Перепишите дословно часть отрывка о художнике Петрелли, приведенного ниже. Начните с места, где стоят слова «Вместе со мной», и остановитесь после слов «десяти пустых лет.».

ОТРЫВОК ТЕКСТА –
++++++

Комментарий | 0

В ОГИ – ни-ни!

 

 

Ни-ни! для вас Поль де Кок не годится.

Говорят про него, маточка, что он…

Ф.М.Достоевский, “Бедные люди”

“В ОГИ – ни-ни!”. Такое объявление на двери висело изнутри и недолго, а написала его одна добрая девочка в попытке запретить художнику Петрелли посещать упомянутое заведение в Потаповском переулке. Это самое “ни-ни” двойной вишенкой всплыло в коктейле памяти, когда примерно осенью две тысячи седьмого, а точнее – на рассвете около пяти десятого одиннадцатого, я подмышки тянул тело в кружевной рубашке - по коридору с яркими афишами, мимо железной двери с круглым окошечком, библиотеки, караула усталых и сонных охранников, наверх по бесконечной лестнице, к выходу.

Вместе со мной в сюрреалистической и банальной упряжке бурлачил мой товарищ Кирилл, вцепившись обожженными абсентом пальцами в подколенки мертвецки пьяного художника Петрелли. Втроём мы были тем самым последним клиентом, после которого подвал с облегчением закрывался до полудня. Наверху, во дворе Потаповского,  нас безразлично встретило броневиками соседнего банка утро воскресенья, морозное и напряженное. Кстати, можно посмотреть по календарю - точно было десятое ноября и воскресенье. Тогда получается не седьмой, а восьмой год.  Но это мог быть и первый, и третий, и пятый – любой из нулевых - похожих друг на друга, то есть безразличных, десяти пустых лет.

++++++

ПРЕДОСТАВЛЕННЫЕ ДАННЫЕ –
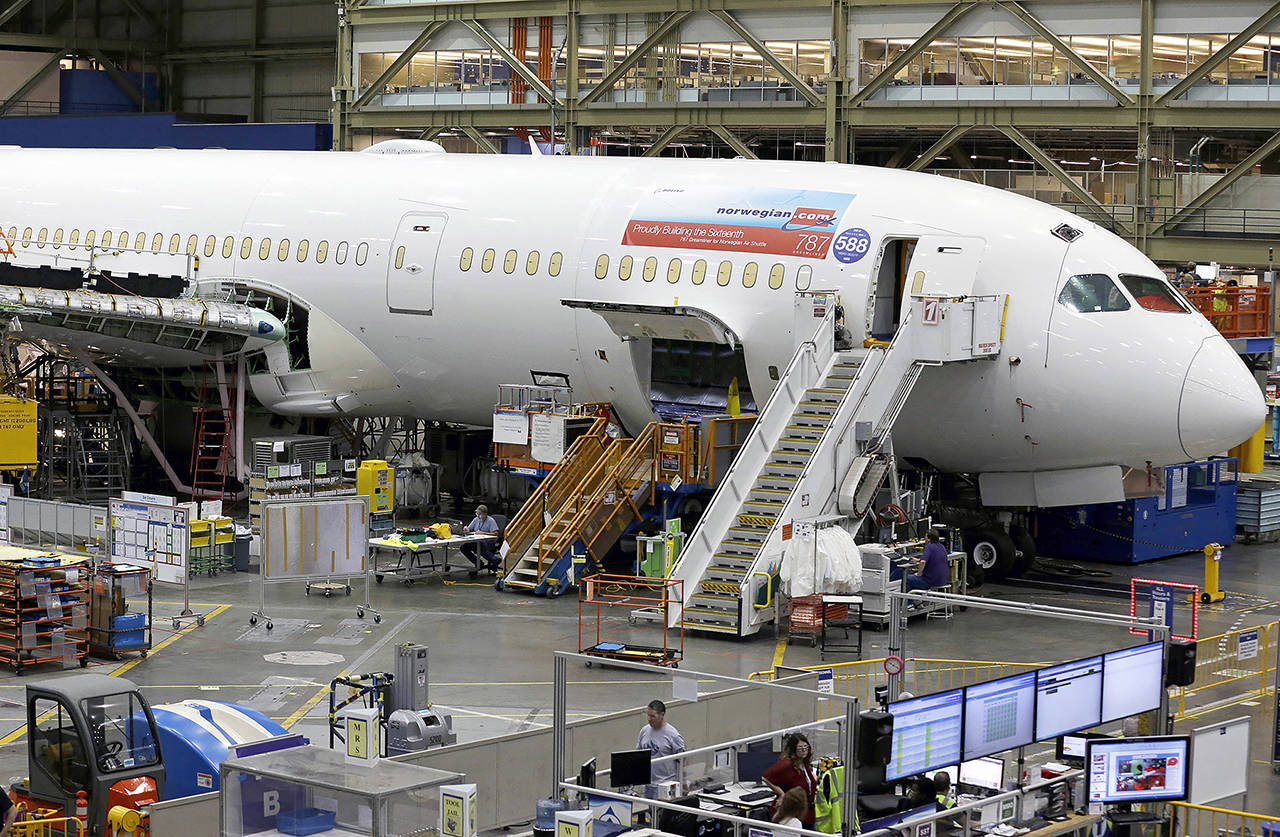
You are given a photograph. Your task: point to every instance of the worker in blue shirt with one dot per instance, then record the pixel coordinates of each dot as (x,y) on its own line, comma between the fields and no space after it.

++++++

ВЫПОЛНЕННОЕ ЗАДАНИЕ –
Вместе со мной в сюрреалистической и банальной упряжке бурлачил мой товарищ Кирилл, вцепившись обожженными абсентом пальцами в подколенки мертвецки пьяного художника Петрелли. Втроём мы были тем самым последним клиентом, после которого подвал с облегчением закрывался до полудня. Наверху, во дворе Потаповского,  нас безразлично встретило броневиками соседнего банка утро воскресенья, морозное и напряженное. Кстати, можно посмотреть по календарю - точно было десятое ноября и воскресенье. Тогда получается не седьмой, а восьмой год.  Но это мог быть и первый, и третий, и пятый – любой из нулевых - похожих друг на друга, то есть безразличных, десяти пустых лет.